▶ **Direction 1**
Extract every line from the rows that contains the string "bronze", treating uppercase and lowercase letters as different.

▶ **Selected extract**
-.-.-

Tested: Battery @ 12.7 volts, checked all fuses and fuse links, checked ground and positive connection @ starter. 
Other info: When door is opened fuel pump starts, center dash info does show time, temp, miles, etc. Lights work, Radio, Windows and fan work when key is turned to run.
Could this be a faulty ignition switch or a problem in the steering column electrical systems control module (J527)?
Thanks for any help


----------



## Unilateral Phase Detractor (Aug 23, 2005)

*Re: 07 Jetta ignition electrical issue. (wahubb)*

Do your wipers and turn signals work? If so, then it's probably the ignition switch that's faulty. If not, then it's probably J527


----------



## wahubb (Aug 21, 2009)

The wipers do, but I'm not sure on the signals. Going to have to check this.
Thanks


----------



## wahubb (Aug 21, 2009)

Problem was bad CAN Gateway Bus Module. Part Number 1K0907530S


----------



## Unilateral Phase Detractor (Aug 23, 2005)

*Re: (wahubb)*

Cool thanks for the follow up


----------



## wahubb (Aug 21, 2009)

New follow up. The car only started 3 times, and died again. Now it was found to have two bad relays, KL15 (J329 power supply relay) and KL75 (J59 load reduction relay) which Volkswagen thinks shorted out the gateway module (P/N 1K0907530S) the 1st time.


----------



## RINGSROC (Apr 2, 2007)

*Re: (wahubb)*

Thanks for the update. Good info. http://****************.com/smile/emthup.gif 
Hope they get it done right this time...


----------

-.-.-

▶ **Items**
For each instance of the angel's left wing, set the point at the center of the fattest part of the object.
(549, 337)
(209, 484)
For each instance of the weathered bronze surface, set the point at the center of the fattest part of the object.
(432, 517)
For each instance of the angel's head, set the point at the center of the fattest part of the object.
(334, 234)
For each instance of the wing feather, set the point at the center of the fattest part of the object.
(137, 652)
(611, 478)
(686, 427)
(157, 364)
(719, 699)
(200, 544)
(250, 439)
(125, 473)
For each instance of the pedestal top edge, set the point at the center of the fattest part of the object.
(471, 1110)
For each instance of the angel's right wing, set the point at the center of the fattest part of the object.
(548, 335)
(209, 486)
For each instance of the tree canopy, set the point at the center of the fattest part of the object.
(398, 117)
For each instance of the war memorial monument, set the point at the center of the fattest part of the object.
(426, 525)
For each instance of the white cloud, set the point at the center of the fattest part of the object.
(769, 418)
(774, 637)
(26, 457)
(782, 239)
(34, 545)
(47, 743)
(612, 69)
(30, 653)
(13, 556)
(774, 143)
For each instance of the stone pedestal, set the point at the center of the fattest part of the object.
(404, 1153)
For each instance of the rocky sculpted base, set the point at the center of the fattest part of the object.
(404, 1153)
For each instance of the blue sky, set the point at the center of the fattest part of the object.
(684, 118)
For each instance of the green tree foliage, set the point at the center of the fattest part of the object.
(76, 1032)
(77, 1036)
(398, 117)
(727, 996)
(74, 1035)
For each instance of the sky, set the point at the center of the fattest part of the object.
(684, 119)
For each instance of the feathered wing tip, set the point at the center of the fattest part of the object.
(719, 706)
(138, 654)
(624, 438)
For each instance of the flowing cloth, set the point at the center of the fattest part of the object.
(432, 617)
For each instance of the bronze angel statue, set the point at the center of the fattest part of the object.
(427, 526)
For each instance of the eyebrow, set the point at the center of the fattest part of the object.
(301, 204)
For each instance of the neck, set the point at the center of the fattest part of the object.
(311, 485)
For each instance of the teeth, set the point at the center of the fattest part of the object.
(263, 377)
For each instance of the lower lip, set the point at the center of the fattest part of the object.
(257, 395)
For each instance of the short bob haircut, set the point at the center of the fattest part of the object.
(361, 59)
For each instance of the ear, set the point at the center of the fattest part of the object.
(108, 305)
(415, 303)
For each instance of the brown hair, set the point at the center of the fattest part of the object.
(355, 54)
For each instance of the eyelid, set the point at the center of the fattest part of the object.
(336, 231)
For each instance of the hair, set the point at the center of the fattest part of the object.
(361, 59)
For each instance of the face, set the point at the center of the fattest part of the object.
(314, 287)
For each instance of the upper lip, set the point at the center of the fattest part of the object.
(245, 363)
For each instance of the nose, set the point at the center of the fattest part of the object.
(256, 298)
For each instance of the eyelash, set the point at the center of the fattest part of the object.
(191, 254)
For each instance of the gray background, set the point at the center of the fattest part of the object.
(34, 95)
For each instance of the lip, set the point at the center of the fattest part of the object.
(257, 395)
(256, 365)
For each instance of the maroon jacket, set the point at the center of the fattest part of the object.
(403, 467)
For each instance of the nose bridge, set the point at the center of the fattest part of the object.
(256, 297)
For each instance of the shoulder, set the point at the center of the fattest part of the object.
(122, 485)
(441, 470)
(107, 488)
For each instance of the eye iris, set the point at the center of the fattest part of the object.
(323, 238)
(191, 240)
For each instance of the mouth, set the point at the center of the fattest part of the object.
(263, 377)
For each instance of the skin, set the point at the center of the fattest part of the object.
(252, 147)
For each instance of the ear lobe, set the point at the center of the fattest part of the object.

-.-.-

▶ **Direction 2**
Rewrite the stretch of the Jetta ignition thread from "Other info: When" through "turned to run.", replacing "fuel pump" with "blower motor".

▶ **Answer 1**
For each instance of the weathered bronze surface, set the point at the center of the fattest part of the object.
For each instance of the bronze angel statue, set the point at the center of the fattest part of the object.

▶ **Answer 2**
Other info: When door is opened blower motor starts, center dash info does show time, temp, miles, etc. Lights work, Radio, Windows and fan work when key is turned to run.